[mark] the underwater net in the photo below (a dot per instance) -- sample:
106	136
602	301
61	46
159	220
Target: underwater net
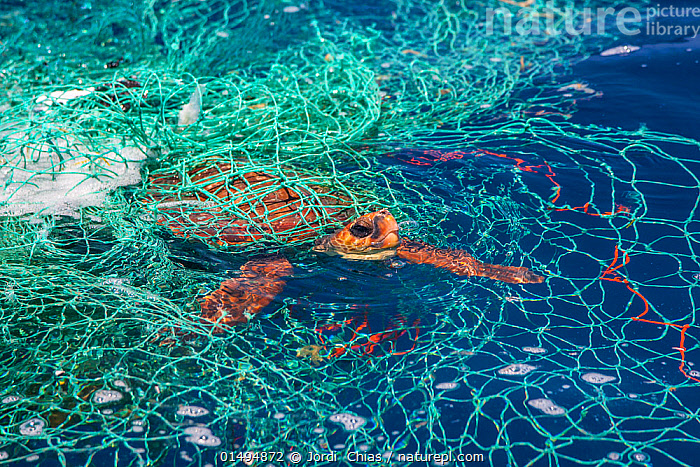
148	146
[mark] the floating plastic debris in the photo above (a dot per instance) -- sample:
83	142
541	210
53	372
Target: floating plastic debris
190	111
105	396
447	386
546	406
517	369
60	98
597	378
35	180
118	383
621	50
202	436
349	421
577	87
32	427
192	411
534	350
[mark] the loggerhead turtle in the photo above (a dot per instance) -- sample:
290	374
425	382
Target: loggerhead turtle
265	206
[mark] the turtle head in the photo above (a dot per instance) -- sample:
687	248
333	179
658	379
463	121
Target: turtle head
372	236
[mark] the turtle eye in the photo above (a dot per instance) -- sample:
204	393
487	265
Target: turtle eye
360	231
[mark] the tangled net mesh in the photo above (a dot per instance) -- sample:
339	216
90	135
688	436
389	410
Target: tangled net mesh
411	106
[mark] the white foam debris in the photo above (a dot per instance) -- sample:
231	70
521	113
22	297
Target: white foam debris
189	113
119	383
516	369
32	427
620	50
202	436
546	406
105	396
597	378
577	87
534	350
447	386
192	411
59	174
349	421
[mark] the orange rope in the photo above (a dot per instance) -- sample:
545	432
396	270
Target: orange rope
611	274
◆ ◆ ◆ ◆ ◆ ◆ ◆
Directions for this task:
Rewrite the part of the material that opens with the line containing "[mark] the white" and runs through the end of the material, substituting "yellow rope" for "orange rope" and leaving everything else unchanged.

Completed exercise:
[mark] the white foam debris in the photo above (a dot per instance) -- sample:
231	70
521	113
22	297
Target: white foam debris
189	113
119	383
516	369
32	427
620	50
202	436
546	406
105	396
597	378
577	87
534	350
447	386
192	411
59	174
349	421
[mark] the yellow rope in the photo above (a dot per instance) -- sample:
545	432
396	270
Target: yellow rope
611	274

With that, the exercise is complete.